What is being asked — Retype every one of the lines below, character for character.

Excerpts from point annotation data
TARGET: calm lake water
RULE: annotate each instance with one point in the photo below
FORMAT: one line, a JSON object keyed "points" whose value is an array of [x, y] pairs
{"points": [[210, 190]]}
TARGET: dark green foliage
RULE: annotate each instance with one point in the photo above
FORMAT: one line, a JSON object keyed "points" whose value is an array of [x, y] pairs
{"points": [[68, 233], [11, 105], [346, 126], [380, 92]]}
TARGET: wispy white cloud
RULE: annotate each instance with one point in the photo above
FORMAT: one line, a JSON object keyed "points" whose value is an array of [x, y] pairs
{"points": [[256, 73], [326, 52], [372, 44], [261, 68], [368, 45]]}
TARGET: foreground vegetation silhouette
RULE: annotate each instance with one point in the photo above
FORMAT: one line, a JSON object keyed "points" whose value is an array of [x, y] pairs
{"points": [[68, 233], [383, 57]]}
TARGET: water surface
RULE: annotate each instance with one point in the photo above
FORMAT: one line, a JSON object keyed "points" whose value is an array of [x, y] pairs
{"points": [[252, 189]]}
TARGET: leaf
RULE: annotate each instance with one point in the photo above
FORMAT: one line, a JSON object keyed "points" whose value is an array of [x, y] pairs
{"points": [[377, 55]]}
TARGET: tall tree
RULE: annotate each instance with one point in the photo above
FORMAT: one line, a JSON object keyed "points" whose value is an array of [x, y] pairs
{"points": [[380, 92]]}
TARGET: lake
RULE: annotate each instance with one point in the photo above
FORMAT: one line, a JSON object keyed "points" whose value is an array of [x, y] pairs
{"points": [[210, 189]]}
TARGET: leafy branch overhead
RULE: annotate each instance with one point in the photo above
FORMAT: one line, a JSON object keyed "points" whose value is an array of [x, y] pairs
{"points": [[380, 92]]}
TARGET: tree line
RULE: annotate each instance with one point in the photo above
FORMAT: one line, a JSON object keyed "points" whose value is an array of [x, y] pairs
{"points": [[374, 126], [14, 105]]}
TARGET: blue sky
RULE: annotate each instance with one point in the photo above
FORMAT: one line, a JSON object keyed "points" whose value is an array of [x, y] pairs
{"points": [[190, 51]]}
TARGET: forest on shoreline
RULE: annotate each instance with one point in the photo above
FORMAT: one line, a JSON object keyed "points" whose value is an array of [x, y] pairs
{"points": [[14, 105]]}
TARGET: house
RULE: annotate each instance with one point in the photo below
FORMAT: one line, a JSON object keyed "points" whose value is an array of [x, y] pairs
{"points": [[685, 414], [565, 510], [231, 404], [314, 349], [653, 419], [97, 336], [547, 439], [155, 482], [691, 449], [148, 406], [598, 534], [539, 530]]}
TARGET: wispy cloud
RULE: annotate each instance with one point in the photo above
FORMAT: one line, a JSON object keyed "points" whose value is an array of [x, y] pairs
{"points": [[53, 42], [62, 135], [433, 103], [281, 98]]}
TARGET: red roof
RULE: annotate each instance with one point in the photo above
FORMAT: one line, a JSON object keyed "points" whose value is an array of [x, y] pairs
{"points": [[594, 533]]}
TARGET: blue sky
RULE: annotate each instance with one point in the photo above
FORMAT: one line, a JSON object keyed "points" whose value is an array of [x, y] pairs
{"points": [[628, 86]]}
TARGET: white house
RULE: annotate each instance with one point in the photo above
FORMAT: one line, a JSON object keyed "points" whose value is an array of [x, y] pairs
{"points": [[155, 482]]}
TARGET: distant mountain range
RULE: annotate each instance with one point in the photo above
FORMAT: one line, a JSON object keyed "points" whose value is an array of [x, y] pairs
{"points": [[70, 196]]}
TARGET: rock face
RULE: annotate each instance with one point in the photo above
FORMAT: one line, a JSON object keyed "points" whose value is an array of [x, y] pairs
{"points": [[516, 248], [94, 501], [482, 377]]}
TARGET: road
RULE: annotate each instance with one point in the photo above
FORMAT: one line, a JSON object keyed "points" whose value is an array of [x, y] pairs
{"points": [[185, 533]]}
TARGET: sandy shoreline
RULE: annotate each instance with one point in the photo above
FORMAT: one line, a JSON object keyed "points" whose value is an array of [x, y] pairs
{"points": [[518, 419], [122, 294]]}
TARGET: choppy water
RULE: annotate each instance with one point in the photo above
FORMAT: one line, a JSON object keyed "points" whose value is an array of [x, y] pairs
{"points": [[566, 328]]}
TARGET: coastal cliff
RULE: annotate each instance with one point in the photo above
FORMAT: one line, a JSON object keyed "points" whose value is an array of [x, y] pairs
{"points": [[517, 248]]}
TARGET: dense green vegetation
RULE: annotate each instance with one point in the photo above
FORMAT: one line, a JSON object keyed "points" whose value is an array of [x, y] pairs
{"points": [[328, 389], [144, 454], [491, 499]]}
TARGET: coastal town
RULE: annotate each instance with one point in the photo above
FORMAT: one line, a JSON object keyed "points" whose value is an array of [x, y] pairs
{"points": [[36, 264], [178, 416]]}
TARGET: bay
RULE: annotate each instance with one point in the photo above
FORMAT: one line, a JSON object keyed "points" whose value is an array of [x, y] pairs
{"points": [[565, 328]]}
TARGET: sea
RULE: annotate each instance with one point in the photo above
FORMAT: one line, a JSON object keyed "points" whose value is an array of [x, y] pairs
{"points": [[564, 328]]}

Solved exercise —
TARGET: calm lake water
RULE: annotate each instance with one point in the photo below
FORMAT: one line, a JSON object keyed "points" whose value is an array of [x, y] pairs
{"points": [[210, 190]]}
TARGET: dark green foliage
RULE: annotate each instance with one point in the photo above
FORMAT: one line, a JSON object keyed "points" whose value is an array of [x, y] pairs
{"points": [[68, 233], [11, 105], [346, 126], [380, 92]]}
TARGET: wispy white cloud
RULE: annotate each instance with one point in the photo above
FORMAT: one line, a JSON object keyed "points" whose value is an array of [x, y] pairs
{"points": [[256, 73], [326, 52], [372, 44], [261, 68], [368, 45]]}
TARGET: foreground vegetation silhouette
RULE: annotate each instance with one point in the photo above
FORMAT: one line, a JSON object keyed "points" whose value is an array of [x, y] pairs
{"points": [[68, 233], [383, 57]]}
TARGET: water surface
RULE: annotate each instance with one point in the photo above
FORMAT: one line, a JSON object keyed "points" whose value is an array of [x, y] pairs
{"points": [[252, 189]]}
TARGET: leaf
RULE: annotate each instance with one point in the photo above
FORMAT: one line, a JSON object keyed "points" whose value is an array of [x, y] pairs
{"points": [[377, 55]]}
TARGET: tall tree
RULE: annotate each instance with one point in the photo above
FORMAT: one line, a JSON object keyed "points" whose value is an array of [x, y] pairs
{"points": [[380, 92]]}
TARGET: lake
RULE: annotate each instance with one point in the photo above
FORMAT: one line, a JSON object keyed "points" whose value is an array of [x, y] pairs
{"points": [[210, 189]]}
TARGET: leafy branch overhead
RULE: annotate each instance with one point in the photo above
FORMAT: one line, a JSON object keyed "points" whose value is an array of [x, y] pairs
{"points": [[380, 92]]}
TARGET: tree line
RULE: annotate each instance with one point in the photo above
FORMAT: one line, a JSON object keyed "points" whose value is an array of [x, y] pairs
{"points": [[374, 126], [14, 105]]}
TARGET: blue sky
RULE: annotate each instance with one point in the photo above
FORMAT: one line, a JSON object keyed "points" whose value is an array of [x, y] pairs
{"points": [[190, 51]]}
TARGET: forest on shoreline
RULE: annotate each instance with one point in the photo above
FORMAT: one line, a JSON object keyed "points" whose value is an array of [x, y] pairs
{"points": [[14, 105]]}
TARGET: house
RULE: annotate each instance with one point in the photo below
FORMAT: one line, a JSON object keyed "points" whose value is an array of [x, y] pairs
{"points": [[685, 414], [565, 510], [231, 404], [314, 349], [653, 419], [97, 336], [547, 439], [155, 482], [691, 449], [148, 406], [598, 534], [539, 530]]}
TARGET: wispy cloud
RULE: annotate each instance with one point in the photo above
FORMAT: one line, a JSON object keyed "points" whose value is an array of [x, y] pairs
{"points": [[53, 42], [62, 135], [433, 103], [281, 98]]}
TARGET: red roof
RULE: annotate each instance with one point in the photo above
FORMAT: one line, a JSON object keyed "points" whose value is an array of [x, y] pairs
{"points": [[594, 533]]}
TARGET: blue sky
RULE: annotate each instance with one point in the photo above
FORMAT: one line, a JSON object keyed "points" whose value is an array of [x, y] pairs
{"points": [[628, 86]]}
TARGET: white house
RULE: annotate each instance with one point in the photo above
FORMAT: one line, a JSON object keyed "points" whose value is an array of [x, y] pairs
{"points": [[155, 482]]}
TARGET: distant mountain range
RULE: annotate each instance with one point in the photo above
FORMAT: one line, a JSON object keyed "points" whose value is an array of [x, y] pairs
{"points": [[70, 196]]}
TARGET: rock face
RULE: annotate each instance with one point in the photo above
FORMAT: one line, a JSON object keyed "points" whose value is an array of [x, y] pairs
{"points": [[516, 248], [94, 501], [482, 377]]}
TARGET: road
RULE: annotate each instance with one point in the photo above
FORMAT: one line, a JSON object keyed "points" whose value is an array of [x, y] pairs
{"points": [[185, 533]]}
TARGET: sandy shoreline
RULE: annotate each instance with one point in the photo above
FORMAT: one line, a JSON object keyed "points" whose value is an array of [x, y] pairs
{"points": [[518, 419], [122, 294]]}
TARGET: choppy water
RULE: annotate each instance with one point in the photo above
FORMAT: one line, a JSON object keyed "points" whose value is an array of [x, y] pairs
{"points": [[566, 328]]}
TARGET: coastal cliff
RULE: annotate each instance with one point in the photo above
FORMAT: one line, a JSON object keyed "points" whose value is an array of [x, y] pairs
{"points": [[517, 248]]}
TARGET: dense green vegetation
RULE: annotate each instance with one point in the photo above
FORMAT: one line, a JSON object keyed "points" whose value is an array of [x, y] pairs
{"points": [[328, 389], [144, 454], [491, 499]]}
TARGET: coastal town
RULE: annotate each instance with one point in the photo above
FORMAT: one line, a JSON object keyed "points" whose value is an array of [x, y] pairs
{"points": [[36, 264], [178, 416]]}
TARGET: bay
RULE: annotate each instance with one point in the photo above
FORMAT: one line, a JSON object keyed "points" whose value is an array of [x, y] pairs
{"points": [[565, 328]]}
TARGET: sea
RULE: annotate each instance with one point in the photo above
FORMAT: one line, a JSON object keyed "points" whose value is an array of [x, y] pairs
{"points": [[564, 328]]}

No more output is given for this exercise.